Continue the article about Lancaster County residents taking up gardening during the pandemic, picking up after its final sentence.

── Page text ──

At the beginning of the year, Beth Cardwell packed her spring schedule.
With three children headed to college next year, this was the time to book as many appointments as she could in her job as a photographer.
However, when COVID-19 shut down life, she was forced to cancel or postpone all of her shoots. With lots of time on her hands, Cardwell watched a video on growing your own potatoes.
“I could totally do that,” she said. “That looks so easy.”
Cardwell’s husband, Ted, built a two-tier planter, perfect for potatoes and root crops on top plus salad greens on the bottom. An assortment of fabric pots came next in their West Lampeter Township home. By the end of the season, Cardwell Gardens grew over eight raised beds and produced crops from lima beans to watermelon. Yes, she’s planted cabbage three times, yet she calls this garden her alternative to therapy.
“I was so stressed and this calmed me down,” she says.
Stuck at home this spring, across Lancaster County, people like Cardwell dug in and planted their own food and flowers. So many people gardened this year that Bucks County-based Burpee Seeds paused new orders to catch up. Now new gardeners and seasoned growers are winding down for the season.
Plants for food and pollinators
This spring, people turned to gardening for beauty, as an excuse to get outside, as a distraction from the pandemic and to grow their own food.
How many new gardeners decided to dig in?
Bloombox, an online garden center based in Lancaster, saw sales increase 900 percent, says co-founder David Zablocki. Usually, customers start ordering plants around the first day of spring and keep buying through the middle of June. Staff deliver annuals, perennials and more, mainly throughout southeastern Pennsylvania. This year, people were especially interested in edible plants and native plants.
“With everything locking down, people were insecure about food supply,” Zablocki says. “People were going to grocery stores and seeing shelves empty.”
Also, with lots of time at home, people wanted to improve their homes, indoors with houseplants and outdoors with plants, too.
When BloomBox would stock a monarch butterfly favorite, milkweed, it quickly sold out. In late April, the company reached peak plant frenzy by selling every vegetable plant in stock in two hours.
Garden lessons from YouTube
Some of those plants went to Cardwell and her growing garden.
She got ideas and tips from YouTube channels like Hollis & Nancy’s Homestead, Epic Gardening and Roots and Refuge Farm. That's where she got the idea for the two-tiered planter and growing crops in 10- and 20-gallon fabric pots. Adding rolling caddies helped move the pots into the sun or into the garden on cold nights.

───
── Records provided ──

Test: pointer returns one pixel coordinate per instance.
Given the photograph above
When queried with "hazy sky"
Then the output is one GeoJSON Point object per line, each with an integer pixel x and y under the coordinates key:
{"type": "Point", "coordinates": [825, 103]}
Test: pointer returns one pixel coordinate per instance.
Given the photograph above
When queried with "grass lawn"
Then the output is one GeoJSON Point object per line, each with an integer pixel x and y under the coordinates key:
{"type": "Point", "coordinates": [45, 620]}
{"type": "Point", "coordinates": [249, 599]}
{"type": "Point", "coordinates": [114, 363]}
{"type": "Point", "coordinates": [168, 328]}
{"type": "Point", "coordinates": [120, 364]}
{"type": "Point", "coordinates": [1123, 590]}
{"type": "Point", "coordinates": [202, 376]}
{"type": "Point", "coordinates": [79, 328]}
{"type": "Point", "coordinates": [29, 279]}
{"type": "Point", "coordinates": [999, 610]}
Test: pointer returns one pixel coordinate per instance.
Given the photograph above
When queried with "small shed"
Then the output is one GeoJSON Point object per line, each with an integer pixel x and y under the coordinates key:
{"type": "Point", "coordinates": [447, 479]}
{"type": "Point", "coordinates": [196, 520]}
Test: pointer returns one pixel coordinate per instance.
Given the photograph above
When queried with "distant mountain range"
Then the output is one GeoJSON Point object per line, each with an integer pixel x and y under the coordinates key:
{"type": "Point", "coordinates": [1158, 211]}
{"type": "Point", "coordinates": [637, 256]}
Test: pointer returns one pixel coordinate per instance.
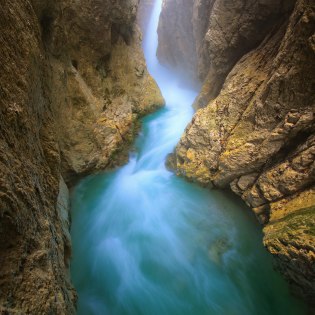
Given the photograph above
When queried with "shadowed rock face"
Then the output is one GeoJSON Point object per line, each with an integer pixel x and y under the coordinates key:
{"type": "Point", "coordinates": [256, 130]}
{"type": "Point", "coordinates": [73, 84]}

───

* Solved problem *
Cardwell learned to search Facebook Marketplace for cages for her tomatoes and watermelon. That’s where she found a few of her raised beds, too.
She’s grown flowers like coneflower, zinnias and snapdragons for years along with basil and rosemary. Cardwell’s new crops sound more like a victory garden: beets, carrots, tomatoes, lettuce, peppers, celery. She also added a few new plants, like purple tomatillos, which caught her eye at the store and came home.
“I didn’t even know what a tomatillo was,” she says.
The cabbage crop, on the other hand, was more difficult. Cardwell wants to make her own sauerkraut, but pests attacked her first crop of cabbage and then the second. She has hope for the third round, which has a crop planted nearby to distract the pests.
If all goes well, she’ll ring in the new year with her own sauerkraut.
And she has a plan for her 2021 garden.
“Next year, I know I can do better,” she says.
Time for artichokes
Some gardeners with more time at home tried a new crop.
Rebecca Thatcher Murcia worked from home in early spring. Without the 65- to 75-minute commute from Akron, she had more time outside. Playing soccer and hanging out with friends also were canceled.
“So many things were canceled, but it was great that gardening was not canceled,” she says.
Murcia added crops like green globe artichokes and ground cherries.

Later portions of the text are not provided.